Task to complete: Copy out the complete listing, word for word.

Data extract:
==========

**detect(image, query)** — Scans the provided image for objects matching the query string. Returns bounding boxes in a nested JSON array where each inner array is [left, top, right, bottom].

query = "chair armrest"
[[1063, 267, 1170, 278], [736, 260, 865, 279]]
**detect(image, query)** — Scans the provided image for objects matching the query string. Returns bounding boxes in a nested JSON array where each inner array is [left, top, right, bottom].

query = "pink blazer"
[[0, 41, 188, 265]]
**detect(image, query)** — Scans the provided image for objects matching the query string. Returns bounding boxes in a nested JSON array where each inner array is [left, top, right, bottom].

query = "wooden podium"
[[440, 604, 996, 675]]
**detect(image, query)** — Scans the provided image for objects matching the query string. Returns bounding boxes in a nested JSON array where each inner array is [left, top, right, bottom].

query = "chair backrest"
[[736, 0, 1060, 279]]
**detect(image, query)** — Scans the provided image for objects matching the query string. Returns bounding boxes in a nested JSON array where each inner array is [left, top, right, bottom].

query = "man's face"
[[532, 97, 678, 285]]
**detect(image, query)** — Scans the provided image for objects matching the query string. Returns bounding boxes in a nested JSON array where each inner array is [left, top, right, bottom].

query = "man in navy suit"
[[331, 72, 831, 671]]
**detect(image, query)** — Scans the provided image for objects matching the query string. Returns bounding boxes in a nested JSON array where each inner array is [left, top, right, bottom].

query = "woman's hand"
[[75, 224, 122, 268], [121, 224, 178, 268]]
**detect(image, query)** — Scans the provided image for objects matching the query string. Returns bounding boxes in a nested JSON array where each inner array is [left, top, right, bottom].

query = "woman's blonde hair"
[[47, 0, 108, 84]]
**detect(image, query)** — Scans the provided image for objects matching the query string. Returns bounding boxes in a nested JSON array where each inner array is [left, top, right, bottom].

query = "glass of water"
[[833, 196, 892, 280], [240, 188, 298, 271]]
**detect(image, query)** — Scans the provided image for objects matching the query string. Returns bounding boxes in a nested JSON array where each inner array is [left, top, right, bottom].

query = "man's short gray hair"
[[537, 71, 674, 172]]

==========

Answer to this problem:
**detect(image, query)** — Scans the provided image for objects matching the query string. Returns bounding boxes in a nested JSON array where each inner array is [left, top, right, bottom].

query = "chair armrest"
[[1063, 267, 1170, 278], [736, 260, 865, 279]]
**detect(image, query)** — Scans the provided image for objects matching the query string. Returns bounding boxes in a nested JSON array where each inner array is [left, top, right, bottom].

query = "pink blazer"
[[0, 41, 188, 265]]
**detect(image, query)** — Scans the provided image for objects matching the query string. Returns bounding boxes in a nested JSON array where each inner array is [left, top, right, bottom].

query = "wooden podium"
[[440, 604, 996, 675]]
**detect(image, query)** — Scans the provided image for objects matching the query string. Returns bounding boxes in a nested JSON array where each inner array is [left, top, right, bottom].

query = "chair backrest"
[[736, 0, 1060, 279]]
**detect(image, query)** — Scans the provided image for objects matching the query string. Returns bounding boxes in a nested JSON array where each inner array is [left, top, right, bottom].

query = "man's face"
[[532, 97, 678, 285]]
**detect(image, query)** — Scans the provided image for objects matching the query string. Returns bounding boxes in a nested JSON array where each inner array is [left, top, right, bottom].

query = "man in navy suit"
[[331, 72, 831, 671]]
**detect(image, query)** — Scans the provided image for objects matching the query string. Returns bounding boxes in a nested JSON array where each inner array is [left, top, right, bottom].

query = "woman's hand"
[[75, 224, 122, 268], [121, 224, 178, 268]]
**detect(image, query)** — Scans the provided image for objects matching the query string. Returns bounding boxes in a nested JSON array where each inner array is [left, top, right, bottom].

query = "woman's blonde hair"
[[47, 0, 108, 84]]
**detect(image, query)** — Scans the provided image for objects matching the query string. Returns bounding boxes in a nested JSON array where each inner array is [left, top, right, bottom].

query = "glass of water"
[[833, 196, 892, 280], [240, 188, 298, 271]]
**detect(image, query)** — Scans the provided image for objects matching the query string. Returns bounding boxes in a nested JSON array where each inner array is [left, top, right, bottom].

query = "man's short gray hair"
[[537, 71, 674, 172]]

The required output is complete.